Nothing should appear in the answer except the lines from the one containing "Target: vegetation" through the end of the records below, written out exactly.

--- DATA SHOWN Enclosed Below ---

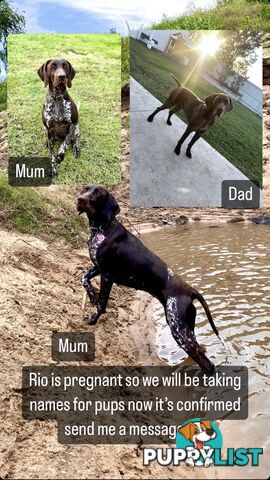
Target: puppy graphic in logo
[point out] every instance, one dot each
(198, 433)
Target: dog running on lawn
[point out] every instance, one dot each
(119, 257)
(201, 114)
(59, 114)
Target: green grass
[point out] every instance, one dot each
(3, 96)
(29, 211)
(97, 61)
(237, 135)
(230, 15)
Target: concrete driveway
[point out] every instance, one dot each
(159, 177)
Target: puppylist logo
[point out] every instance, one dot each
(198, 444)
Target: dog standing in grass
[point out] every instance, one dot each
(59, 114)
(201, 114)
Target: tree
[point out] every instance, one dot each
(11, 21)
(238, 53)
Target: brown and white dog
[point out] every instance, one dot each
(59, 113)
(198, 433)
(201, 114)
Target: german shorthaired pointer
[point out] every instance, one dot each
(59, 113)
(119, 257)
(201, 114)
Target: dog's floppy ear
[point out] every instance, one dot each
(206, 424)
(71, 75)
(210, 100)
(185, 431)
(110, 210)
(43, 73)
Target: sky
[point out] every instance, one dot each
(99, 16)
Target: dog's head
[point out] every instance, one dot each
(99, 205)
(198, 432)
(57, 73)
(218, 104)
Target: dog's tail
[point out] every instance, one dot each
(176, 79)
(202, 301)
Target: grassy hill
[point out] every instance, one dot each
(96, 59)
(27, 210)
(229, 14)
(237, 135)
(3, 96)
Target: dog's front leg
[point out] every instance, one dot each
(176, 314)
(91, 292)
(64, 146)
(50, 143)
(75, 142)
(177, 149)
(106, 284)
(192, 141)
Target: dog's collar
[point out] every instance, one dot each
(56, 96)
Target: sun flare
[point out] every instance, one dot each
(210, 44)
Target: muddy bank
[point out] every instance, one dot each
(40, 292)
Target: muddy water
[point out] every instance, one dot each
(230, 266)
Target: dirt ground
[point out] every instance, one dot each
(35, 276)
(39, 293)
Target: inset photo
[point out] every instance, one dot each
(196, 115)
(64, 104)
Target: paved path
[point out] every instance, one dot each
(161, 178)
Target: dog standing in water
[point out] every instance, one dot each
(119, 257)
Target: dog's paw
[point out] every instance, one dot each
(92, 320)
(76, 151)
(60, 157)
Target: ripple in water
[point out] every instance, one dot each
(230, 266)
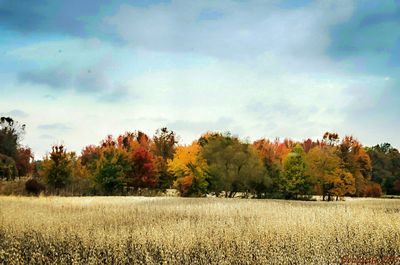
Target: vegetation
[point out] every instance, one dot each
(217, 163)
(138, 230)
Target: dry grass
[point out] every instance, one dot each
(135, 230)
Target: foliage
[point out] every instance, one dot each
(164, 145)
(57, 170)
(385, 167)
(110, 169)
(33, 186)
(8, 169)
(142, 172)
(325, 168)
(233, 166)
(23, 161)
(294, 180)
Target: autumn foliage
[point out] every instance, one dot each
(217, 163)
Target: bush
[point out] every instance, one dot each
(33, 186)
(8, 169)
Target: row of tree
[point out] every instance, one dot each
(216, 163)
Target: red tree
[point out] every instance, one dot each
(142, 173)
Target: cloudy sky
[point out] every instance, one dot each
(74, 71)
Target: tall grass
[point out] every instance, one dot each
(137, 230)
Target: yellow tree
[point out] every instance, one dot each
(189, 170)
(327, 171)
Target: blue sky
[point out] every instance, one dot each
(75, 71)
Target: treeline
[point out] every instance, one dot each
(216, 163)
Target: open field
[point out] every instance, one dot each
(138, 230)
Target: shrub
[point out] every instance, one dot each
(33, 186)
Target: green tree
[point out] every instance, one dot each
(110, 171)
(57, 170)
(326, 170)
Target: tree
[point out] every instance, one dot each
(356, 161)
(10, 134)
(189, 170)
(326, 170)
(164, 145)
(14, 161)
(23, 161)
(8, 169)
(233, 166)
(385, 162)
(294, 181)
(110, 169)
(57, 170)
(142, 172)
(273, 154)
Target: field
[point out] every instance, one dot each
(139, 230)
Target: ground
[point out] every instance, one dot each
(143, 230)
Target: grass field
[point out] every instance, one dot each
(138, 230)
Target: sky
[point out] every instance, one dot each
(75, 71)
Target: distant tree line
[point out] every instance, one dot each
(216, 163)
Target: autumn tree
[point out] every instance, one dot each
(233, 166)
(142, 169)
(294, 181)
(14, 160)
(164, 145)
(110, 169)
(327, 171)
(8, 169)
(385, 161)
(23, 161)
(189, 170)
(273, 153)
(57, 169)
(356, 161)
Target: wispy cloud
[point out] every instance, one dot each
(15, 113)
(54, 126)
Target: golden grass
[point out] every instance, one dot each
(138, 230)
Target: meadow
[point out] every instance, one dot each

--- End of Enclosed DATA SHOWN ---

• _EXERCISE OUTPUT_
Target: vegetation
[point out] every instance, one dot each
(217, 163)
(138, 230)
Target: dry grass
[point out] every instance, one dot each
(135, 230)
Target: foliage
[point out] every instance, one dot each
(164, 145)
(57, 170)
(385, 167)
(110, 169)
(33, 186)
(8, 169)
(142, 172)
(325, 168)
(233, 166)
(23, 161)
(294, 180)
Target: autumn foliage
[point out] every instance, one dot each
(217, 163)
Target: bush
[point out] every instance, one dot each
(33, 186)
(8, 169)
Target: row of tree
[point out] every instance, one dot each
(216, 163)
Target: red tree
[point out] every instance, one dot each
(142, 173)
Target: cloudy sky
[point out] every instance, one dot each
(74, 71)
Target: tall grass
[point out] every instance, one dot each
(137, 230)
Target: yellow tree
[point out] every instance, one dot each
(189, 170)
(327, 171)
Target: blue sky
[point out] every instance, one dot each
(75, 71)
Target: treeline
[point out] every instance, one dot each
(216, 163)
Target: open field
[point out] every instance, one dot each
(138, 230)
Target: shrub
[point out] every instance, one dot each
(33, 186)
Target: green tree
[point out] every instance, one dot each
(110, 171)
(57, 170)
(326, 170)
Target: tree
[point out] every instance, one dot each
(356, 161)
(10, 134)
(189, 170)
(326, 170)
(164, 145)
(14, 161)
(23, 161)
(8, 169)
(233, 166)
(385, 162)
(294, 181)
(110, 169)
(57, 170)
(142, 172)
(273, 154)
Target: field
[point out] every instance, one dot each
(139, 230)
Target: ground
[point out] every instance, one dot each
(143, 230)
Target: grass field
[point out] every instance, one dot each
(138, 230)
Target: sky
[point out] every instance, one dot each
(75, 71)
Target: distant tree line
[point out] every instance, one dot each
(216, 163)
Target: autumn tree
[point out] every instance, one dot each
(233, 166)
(142, 169)
(294, 181)
(14, 160)
(164, 145)
(110, 169)
(327, 171)
(8, 169)
(385, 161)
(23, 161)
(189, 170)
(273, 153)
(57, 169)
(356, 161)
Target: wispy cloud
[point out] every instance, one dot each
(15, 113)
(54, 126)
Target: golden grass
[point out] every instance, one dot each
(138, 230)
Target: meadow
[point out] every instance, one dot each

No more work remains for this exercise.